*Work required:*
Each line of the data should be transcribed exactly as given.

[Stored data]
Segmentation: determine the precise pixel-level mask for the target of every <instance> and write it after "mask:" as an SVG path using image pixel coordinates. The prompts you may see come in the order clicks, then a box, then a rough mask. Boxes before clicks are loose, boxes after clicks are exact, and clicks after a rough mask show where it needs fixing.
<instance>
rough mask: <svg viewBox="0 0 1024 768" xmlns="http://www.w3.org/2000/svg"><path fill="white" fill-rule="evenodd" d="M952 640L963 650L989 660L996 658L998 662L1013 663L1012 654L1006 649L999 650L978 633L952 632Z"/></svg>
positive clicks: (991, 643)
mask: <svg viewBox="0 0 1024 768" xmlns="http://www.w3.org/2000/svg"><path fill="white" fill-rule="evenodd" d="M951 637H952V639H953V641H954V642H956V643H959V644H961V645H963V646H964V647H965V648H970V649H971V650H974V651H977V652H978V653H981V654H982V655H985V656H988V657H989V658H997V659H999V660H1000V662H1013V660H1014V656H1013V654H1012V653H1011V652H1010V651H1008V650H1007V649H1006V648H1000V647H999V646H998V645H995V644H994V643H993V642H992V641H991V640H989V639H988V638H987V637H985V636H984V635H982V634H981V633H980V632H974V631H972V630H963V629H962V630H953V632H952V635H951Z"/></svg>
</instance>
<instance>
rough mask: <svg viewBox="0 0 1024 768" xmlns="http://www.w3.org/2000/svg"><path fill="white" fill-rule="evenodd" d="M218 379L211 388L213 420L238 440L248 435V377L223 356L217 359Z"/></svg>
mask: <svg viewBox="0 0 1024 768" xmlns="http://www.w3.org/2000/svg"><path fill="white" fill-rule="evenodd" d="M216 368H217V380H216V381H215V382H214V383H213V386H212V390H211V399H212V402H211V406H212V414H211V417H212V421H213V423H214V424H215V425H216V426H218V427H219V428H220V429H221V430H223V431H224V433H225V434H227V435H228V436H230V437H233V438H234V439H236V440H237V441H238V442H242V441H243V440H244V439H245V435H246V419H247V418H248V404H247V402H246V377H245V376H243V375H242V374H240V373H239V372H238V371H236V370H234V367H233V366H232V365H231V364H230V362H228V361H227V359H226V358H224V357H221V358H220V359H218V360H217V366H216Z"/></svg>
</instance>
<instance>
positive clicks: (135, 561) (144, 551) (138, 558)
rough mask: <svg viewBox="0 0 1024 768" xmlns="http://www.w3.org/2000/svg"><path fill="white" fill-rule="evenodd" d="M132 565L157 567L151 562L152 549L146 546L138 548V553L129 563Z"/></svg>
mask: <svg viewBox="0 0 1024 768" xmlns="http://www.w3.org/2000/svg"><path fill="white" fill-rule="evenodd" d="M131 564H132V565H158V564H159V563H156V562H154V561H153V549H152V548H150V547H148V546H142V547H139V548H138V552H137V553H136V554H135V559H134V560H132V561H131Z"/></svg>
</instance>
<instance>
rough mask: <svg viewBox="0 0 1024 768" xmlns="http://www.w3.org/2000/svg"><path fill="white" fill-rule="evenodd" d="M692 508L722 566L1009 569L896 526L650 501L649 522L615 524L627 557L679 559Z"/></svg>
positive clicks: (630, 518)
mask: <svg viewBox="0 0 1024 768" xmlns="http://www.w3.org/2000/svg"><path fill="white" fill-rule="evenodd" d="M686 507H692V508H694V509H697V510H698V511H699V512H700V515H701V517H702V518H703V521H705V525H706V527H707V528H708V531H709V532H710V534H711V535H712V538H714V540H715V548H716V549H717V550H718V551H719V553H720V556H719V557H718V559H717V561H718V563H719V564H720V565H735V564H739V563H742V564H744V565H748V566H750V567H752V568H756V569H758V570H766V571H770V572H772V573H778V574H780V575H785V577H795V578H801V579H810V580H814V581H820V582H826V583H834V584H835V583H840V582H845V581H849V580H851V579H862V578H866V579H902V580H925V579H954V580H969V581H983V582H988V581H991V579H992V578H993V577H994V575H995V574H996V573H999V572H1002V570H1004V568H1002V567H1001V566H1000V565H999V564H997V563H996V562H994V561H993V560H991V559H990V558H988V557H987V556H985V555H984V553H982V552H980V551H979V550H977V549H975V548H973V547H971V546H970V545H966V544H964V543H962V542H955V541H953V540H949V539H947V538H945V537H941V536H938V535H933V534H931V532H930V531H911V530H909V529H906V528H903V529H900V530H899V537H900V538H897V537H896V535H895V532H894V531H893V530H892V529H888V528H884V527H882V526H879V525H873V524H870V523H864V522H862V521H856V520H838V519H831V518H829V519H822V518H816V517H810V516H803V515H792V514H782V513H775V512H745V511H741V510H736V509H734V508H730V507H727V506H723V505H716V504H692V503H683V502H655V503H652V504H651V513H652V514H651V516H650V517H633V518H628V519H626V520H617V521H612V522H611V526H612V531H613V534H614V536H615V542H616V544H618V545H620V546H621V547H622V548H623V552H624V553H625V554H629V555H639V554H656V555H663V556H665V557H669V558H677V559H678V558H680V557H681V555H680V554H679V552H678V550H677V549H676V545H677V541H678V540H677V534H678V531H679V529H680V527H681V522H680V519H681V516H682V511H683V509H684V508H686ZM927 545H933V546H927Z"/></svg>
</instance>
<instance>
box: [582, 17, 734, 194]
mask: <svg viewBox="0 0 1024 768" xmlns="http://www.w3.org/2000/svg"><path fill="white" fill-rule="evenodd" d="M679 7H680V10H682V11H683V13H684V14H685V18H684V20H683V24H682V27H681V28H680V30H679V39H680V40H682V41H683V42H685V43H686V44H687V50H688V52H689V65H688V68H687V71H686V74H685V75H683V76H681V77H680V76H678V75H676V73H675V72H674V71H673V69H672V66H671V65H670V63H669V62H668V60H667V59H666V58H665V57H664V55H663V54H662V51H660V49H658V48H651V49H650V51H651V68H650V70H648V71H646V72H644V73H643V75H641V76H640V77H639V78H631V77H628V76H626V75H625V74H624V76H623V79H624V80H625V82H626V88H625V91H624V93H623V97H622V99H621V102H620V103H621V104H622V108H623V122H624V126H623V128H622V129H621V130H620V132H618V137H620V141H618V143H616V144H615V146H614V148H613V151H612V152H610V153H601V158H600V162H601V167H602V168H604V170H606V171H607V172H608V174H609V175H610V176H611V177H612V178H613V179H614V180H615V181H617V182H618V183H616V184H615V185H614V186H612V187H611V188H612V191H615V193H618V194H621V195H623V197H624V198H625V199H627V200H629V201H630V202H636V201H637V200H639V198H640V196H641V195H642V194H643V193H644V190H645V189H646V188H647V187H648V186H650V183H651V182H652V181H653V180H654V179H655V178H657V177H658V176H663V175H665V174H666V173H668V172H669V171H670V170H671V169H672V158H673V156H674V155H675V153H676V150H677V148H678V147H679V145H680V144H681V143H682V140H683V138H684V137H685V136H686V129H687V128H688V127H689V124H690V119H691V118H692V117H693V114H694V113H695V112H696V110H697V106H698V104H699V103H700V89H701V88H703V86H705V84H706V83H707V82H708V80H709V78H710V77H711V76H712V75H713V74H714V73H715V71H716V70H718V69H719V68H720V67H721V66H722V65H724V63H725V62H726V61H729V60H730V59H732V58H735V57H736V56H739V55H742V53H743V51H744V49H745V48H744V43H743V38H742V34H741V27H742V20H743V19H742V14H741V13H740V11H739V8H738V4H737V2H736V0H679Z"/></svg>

*Answer to the exercise:*
Segmentation: determine the precise pixel-level mask for the target of every <instance> and write it after "mask:" as an SVG path using image pixel coordinates. The prompts you may see come in the order clicks, then a box, then a rough mask. Boxes before clicks are loose, boxes after clicks are exact, and clicks after a rough mask show where it needs fixing.
<instance>
rough mask: <svg viewBox="0 0 1024 768" xmlns="http://www.w3.org/2000/svg"><path fill="white" fill-rule="evenodd" d="M952 640L963 650L989 660L996 658L998 662L1013 663L1012 654L1006 649L999 650L978 633L952 632Z"/></svg>
positive clicks: (991, 643)
mask: <svg viewBox="0 0 1024 768" xmlns="http://www.w3.org/2000/svg"><path fill="white" fill-rule="evenodd" d="M951 637H952V639H953V641H954V642H956V643H959V644H961V645H963V646H964V647H965V648H970V649H971V650H974V651H977V652H978V653H981V654H982V655H985V656H988V657H989V658H997V659H999V660H1000V662H1013V660H1014V656H1013V654H1012V653H1011V652H1010V651H1008V650H1007V649H1006V648H1000V647H999V646H998V645H995V644H994V643H993V642H992V641H991V640H989V639H988V638H987V637H985V636H984V635H982V634H981V633H980V632H974V631H972V630H963V629H962V630H953V632H952V635H951Z"/></svg>
</instance>
<instance>
rough mask: <svg viewBox="0 0 1024 768" xmlns="http://www.w3.org/2000/svg"><path fill="white" fill-rule="evenodd" d="M218 379L211 388L213 420L238 440L248 435V377L223 356L217 359Z"/></svg>
mask: <svg viewBox="0 0 1024 768" xmlns="http://www.w3.org/2000/svg"><path fill="white" fill-rule="evenodd" d="M216 368H217V380H216V381H215V382H214V383H213V386H212V390H211V399H212V402H211V406H212V414H211V417H212V421H213V423H214V424H215V425H216V426H218V427H219V428H220V429H221V430H223V431H224V433H225V434H227V435H228V436H230V437H233V438H234V439H236V440H237V441H238V442H242V441H243V440H244V439H245V435H246V419H247V418H248V404H247V402H246V377H245V376H243V375H242V374H240V373H239V372H238V371H236V370H234V367H233V366H232V365H231V364H230V362H228V361H227V359H226V358H224V357H221V358H220V359H218V360H217V366H216Z"/></svg>
</instance>
<instance>
positive clicks: (135, 561) (144, 551) (138, 558)
rough mask: <svg viewBox="0 0 1024 768" xmlns="http://www.w3.org/2000/svg"><path fill="white" fill-rule="evenodd" d="M132 565L157 567L151 562L152 549L146 546L138 548V553L129 563Z"/></svg>
mask: <svg viewBox="0 0 1024 768" xmlns="http://www.w3.org/2000/svg"><path fill="white" fill-rule="evenodd" d="M131 564H132V565H158V564H159V563H156V562H154V561H153V549H152V548H150V547H148V546H142V547H139V548H138V552H137V553H136V554H135V559H134V560H132V561H131Z"/></svg>
</instance>
<instance>
rough mask: <svg viewBox="0 0 1024 768" xmlns="http://www.w3.org/2000/svg"><path fill="white" fill-rule="evenodd" d="M692 508L722 566L1009 569L896 526L650 501L649 522L615 524L627 557L679 559Z"/></svg>
positive clicks: (630, 518)
mask: <svg viewBox="0 0 1024 768" xmlns="http://www.w3.org/2000/svg"><path fill="white" fill-rule="evenodd" d="M686 507H692V508H694V509H697V510H698V511H699V512H700V515H701V517H702V518H703V521H705V525H706V527H707V528H708V531H709V532H710V534H711V535H712V538H714V540H715V548H716V549H717V550H718V551H719V553H720V556H719V557H718V559H717V561H718V563H719V564H720V565H735V564H739V563H742V564H744V565H748V566H750V567H752V568H756V569H758V570H766V571H770V572H772V573H778V574H780V575H785V577H795V578H801V579H810V580H814V581H820V582H826V583H834V584H835V583H840V582H845V581H849V580H851V579H862V578H866V579H902V580H925V579H954V580H969V581H983V582H988V581H991V579H992V578H993V577H994V575H995V574H996V573H999V572H1002V570H1004V568H1002V567H1001V566H1000V565H999V564H997V563H996V562H994V561H993V560H991V559H990V558H988V557H987V556H985V555H984V553H982V552H980V551H979V550H977V549H975V548H973V547H971V546H970V545H966V544H964V543H962V542H955V541H953V540H949V539H947V538H945V537H941V536H938V535H933V534H931V532H930V531H911V530H909V529H906V528H903V529H900V530H899V537H900V538H897V537H896V535H895V532H894V531H893V530H892V529H888V528H884V527H882V526H879V525H873V524H870V523H864V522H862V521H856V520H838V519H831V518H829V519H822V518H816V517H810V516H803V515H792V514H782V513H775V512H745V511H741V510H736V509H734V508H730V507H727V506H723V505H716V504H692V503H683V502H655V503H652V504H651V513H652V514H651V516H650V517H633V518H628V519H626V520H617V521H612V522H611V526H612V531H613V534H614V536H615V542H616V544H618V545H620V546H621V547H622V548H623V552H624V553H625V554H629V555H639V554H656V555H663V556H665V557H669V558H677V559H678V558H680V557H681V555H680V554H679V552H678V550H677V549H676V545H677V541H678V540H677V534H678V531H679V529H680V527H681V522H680V519H681V516H682V511H683V509H684V508H686ZM927 545H933V546H927Z"/></svg>
</instance>
<instance>
box: [582, 17, 734, 194]
mask: <svg viewBox="0 0 1024 768" xmlns="http://www.w3.org/2000/svg"><path fill="white" fill-rule="evenodd" d="M679 7H680V10H682V11H683V13H684V14H685V18H684V20H683V24H682V27H681V28H680V30H679V39H680V40H682V41H683V42H685V43H686V44H687V50H688V52H689V65H688V68H687V71H686V74H685V75H683V76H681V77H680V76H678V75H676V73H675V72H674V71H673V69H672V66H671V65H670V63H669V62H668V60H667V59H666V58H665V57H664V55H663V54H662V51H660V49H658V48H651V49H650V51H651V68H650V70H648V71H646V72H644V73H643V75H641V76H640V77H639V78H631V77H628V76H626V75H625V74H624V76H623V79H624V80H625V82H626V88H625V91H624V93H623V97H622V99H621V102H620V103H621V104H622V108H623V122H624V126H623V128H622V129H621V130H620V132H618V137H620V141H618V143H616V144H615V146H614V148H613V151H612V152H610V153H601V158H600V162H601V167H602V168H604V170H606V171H607V172H608V174H609V175H610V176H611V177H612V178H613V179H614V180H615V181H617V182H618V183H616V184H615V185H614V186H612V187H611V188H612V191H615V193H618V194H621V195H623V197H624V198H625V199H627V200H629V201H630V202H636V201H637V200H639V198H640V196H641V195H642V194H643V193H644V190H645V189H646V188H647V187H648V186H650V183H651V182H652V181H653V180H654V179H655V178H657V177H658V176H663V175H665V174H666V173H668V172H669V171H670V170H671V169H672V158H673V156H674V155H675V153H676V150H677V148H678V147H679V145H680V144H681V143H682V140H683V138H684V137H685V136H686V129H687V128H688V127H689V124H690V119H691V118H692V117H693V114H694V113H695V112H696V110H697V106H698V104H699V103H700V89H701V88H703V86H705V84H706V83H707V82H708V80H709V78H710V77H711V76H712V75H713V74H714V73H715V71H716V70H718V69H719V68H720V67H721V66H722V65H724V63H725V62H726V61H729V60H730V59H732V58H735V57H736V56H739V55H742V53H743V51H744V49H745V48H744V43H743V38H742V34H741V27H742V20H743V19H742V14H741V13H740V11H739V8H738V4H737V2H736V0H679Z"/></svg>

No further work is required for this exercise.